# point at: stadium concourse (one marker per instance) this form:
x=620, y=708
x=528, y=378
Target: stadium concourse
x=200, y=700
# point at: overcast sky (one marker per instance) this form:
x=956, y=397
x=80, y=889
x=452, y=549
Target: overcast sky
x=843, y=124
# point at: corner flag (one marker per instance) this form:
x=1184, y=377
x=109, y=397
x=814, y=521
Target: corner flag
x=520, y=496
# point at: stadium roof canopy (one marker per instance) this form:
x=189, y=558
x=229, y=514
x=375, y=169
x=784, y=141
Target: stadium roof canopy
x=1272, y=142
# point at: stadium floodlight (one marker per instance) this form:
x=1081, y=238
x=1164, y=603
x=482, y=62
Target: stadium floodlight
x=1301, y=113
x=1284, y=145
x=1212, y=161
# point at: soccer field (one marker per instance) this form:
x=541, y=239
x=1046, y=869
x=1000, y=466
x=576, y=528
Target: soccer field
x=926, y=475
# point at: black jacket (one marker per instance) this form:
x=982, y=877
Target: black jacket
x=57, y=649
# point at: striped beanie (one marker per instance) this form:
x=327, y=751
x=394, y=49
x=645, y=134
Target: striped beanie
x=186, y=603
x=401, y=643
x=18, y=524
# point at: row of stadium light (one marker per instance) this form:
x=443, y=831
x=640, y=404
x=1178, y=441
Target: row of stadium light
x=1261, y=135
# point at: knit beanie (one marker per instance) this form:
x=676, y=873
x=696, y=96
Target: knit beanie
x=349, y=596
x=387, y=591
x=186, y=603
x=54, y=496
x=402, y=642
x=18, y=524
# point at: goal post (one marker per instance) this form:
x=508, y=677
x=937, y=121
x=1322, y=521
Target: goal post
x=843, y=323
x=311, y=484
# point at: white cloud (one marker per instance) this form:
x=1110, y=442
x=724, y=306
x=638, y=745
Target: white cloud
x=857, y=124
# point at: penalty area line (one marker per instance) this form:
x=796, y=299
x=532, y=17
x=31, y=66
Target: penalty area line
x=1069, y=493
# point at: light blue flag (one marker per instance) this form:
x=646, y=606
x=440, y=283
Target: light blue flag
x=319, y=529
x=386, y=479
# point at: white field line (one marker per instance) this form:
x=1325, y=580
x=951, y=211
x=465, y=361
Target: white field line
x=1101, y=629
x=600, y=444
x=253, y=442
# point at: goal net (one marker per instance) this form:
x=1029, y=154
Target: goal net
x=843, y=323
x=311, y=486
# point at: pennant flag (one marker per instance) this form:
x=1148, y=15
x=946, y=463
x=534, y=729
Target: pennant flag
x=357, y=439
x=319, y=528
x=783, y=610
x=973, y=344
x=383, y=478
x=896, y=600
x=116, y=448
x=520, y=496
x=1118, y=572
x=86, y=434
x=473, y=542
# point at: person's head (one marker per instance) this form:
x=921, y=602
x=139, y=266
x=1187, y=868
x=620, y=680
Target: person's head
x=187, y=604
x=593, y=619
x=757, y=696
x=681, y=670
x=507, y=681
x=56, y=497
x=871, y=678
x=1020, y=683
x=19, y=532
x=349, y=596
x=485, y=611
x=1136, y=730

*Stated exercise*. Can you rewrite the records from the line with "# point at: stadium floodlight" through the line with "x=926, y=475", swapping "soccer field" for "football pitch" and keeping everything else the same?

*Exercise answer*.
# point at: stadium floodlight (one marker per instance) this form:
x=1081, y=238
x=1164, y=603
x=482, y=62
Target: stadium floodlight
x=1301, y=113
x=1284, y=145
x=1212, y=161
# point at: football pitch (one marker per instance) this form:
x=541, y=239
x=1046, y=869
x=1000, y=466
x=576, y=528
Target: football pitch
x=926, y=475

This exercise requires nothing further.